[Dataset excerpts on pointing at objects]
★ ★ ★

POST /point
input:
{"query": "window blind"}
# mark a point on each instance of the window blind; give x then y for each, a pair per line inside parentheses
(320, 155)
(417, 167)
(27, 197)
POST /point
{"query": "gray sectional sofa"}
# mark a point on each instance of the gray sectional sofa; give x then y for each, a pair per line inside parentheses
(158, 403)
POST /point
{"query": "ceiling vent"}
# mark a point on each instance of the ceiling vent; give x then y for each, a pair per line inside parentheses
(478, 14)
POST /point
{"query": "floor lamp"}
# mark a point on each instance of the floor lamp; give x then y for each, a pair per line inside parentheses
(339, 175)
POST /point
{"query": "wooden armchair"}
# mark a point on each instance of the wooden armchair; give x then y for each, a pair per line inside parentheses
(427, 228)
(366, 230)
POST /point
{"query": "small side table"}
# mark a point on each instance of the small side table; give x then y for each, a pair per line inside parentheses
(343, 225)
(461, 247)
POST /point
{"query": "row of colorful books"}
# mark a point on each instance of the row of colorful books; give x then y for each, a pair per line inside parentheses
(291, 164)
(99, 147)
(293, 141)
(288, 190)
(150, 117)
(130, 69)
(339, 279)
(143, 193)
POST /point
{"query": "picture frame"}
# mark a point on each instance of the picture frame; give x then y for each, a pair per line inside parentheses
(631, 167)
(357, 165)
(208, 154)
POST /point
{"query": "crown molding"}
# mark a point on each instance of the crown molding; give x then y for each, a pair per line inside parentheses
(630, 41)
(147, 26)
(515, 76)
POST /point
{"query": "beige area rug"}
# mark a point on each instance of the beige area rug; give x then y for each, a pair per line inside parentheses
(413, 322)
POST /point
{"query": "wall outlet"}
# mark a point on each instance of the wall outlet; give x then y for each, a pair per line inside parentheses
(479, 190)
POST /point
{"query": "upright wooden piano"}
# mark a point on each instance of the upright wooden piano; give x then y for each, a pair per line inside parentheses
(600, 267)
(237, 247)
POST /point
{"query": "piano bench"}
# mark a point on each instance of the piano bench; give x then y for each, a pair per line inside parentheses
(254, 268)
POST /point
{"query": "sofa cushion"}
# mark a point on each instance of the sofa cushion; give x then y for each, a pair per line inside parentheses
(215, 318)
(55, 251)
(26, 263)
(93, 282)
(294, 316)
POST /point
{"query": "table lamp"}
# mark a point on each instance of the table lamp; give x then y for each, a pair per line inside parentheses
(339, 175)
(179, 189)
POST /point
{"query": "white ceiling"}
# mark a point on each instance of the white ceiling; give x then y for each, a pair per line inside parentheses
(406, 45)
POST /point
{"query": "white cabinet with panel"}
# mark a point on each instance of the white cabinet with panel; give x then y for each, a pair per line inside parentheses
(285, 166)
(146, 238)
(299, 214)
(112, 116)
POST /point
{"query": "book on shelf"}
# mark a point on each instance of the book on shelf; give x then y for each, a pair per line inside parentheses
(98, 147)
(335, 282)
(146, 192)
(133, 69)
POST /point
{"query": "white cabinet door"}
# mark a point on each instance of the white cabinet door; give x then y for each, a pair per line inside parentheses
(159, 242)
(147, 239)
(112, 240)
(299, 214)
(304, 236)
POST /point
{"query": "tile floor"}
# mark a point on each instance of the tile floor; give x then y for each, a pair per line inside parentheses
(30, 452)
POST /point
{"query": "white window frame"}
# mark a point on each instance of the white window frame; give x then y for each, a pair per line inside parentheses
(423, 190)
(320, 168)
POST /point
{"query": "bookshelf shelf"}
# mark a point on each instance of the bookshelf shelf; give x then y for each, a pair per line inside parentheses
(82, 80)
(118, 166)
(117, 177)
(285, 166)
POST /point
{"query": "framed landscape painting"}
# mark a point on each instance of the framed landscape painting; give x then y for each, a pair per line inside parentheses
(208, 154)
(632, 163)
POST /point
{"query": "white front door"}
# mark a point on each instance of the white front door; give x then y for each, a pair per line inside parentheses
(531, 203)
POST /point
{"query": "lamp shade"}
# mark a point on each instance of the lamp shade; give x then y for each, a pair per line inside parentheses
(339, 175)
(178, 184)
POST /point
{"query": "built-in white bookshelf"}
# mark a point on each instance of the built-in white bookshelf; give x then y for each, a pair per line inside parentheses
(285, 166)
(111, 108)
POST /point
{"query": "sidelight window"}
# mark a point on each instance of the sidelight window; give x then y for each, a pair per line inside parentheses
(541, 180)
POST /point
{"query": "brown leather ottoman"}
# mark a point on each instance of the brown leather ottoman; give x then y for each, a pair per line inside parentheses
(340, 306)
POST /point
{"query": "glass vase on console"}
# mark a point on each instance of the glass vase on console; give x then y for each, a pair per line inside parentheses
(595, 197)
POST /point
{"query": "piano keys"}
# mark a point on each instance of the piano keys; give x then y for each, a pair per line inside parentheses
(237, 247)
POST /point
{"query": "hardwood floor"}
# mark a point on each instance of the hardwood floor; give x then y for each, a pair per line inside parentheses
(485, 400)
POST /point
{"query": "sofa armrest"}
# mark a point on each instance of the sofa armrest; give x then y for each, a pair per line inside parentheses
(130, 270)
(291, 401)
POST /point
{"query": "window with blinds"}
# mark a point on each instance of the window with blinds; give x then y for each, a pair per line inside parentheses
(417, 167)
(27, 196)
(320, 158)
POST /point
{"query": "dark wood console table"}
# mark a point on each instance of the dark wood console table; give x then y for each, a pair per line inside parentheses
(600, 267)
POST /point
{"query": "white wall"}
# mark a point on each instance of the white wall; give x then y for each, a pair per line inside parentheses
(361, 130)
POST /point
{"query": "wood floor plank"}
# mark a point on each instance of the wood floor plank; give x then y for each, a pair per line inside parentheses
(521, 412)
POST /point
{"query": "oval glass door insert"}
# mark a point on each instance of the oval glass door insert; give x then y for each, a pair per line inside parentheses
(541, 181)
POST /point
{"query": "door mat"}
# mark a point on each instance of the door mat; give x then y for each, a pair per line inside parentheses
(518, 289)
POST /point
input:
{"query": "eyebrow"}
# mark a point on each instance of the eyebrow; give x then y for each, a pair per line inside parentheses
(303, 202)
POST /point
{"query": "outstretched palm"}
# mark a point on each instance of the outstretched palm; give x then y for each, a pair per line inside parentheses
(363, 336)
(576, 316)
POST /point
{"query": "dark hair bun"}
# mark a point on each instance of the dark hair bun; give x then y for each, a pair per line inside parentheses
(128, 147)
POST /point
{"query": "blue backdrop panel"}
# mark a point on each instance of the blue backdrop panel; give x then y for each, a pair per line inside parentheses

★ ★ ★

■ **WRITTEN PROBLEM**:
Please report how many lines in the rows above contain the string "colorful", treating uppercase and lowercase as different. Give only the number.

■ **RESULT OF THE EXERCISE**:
2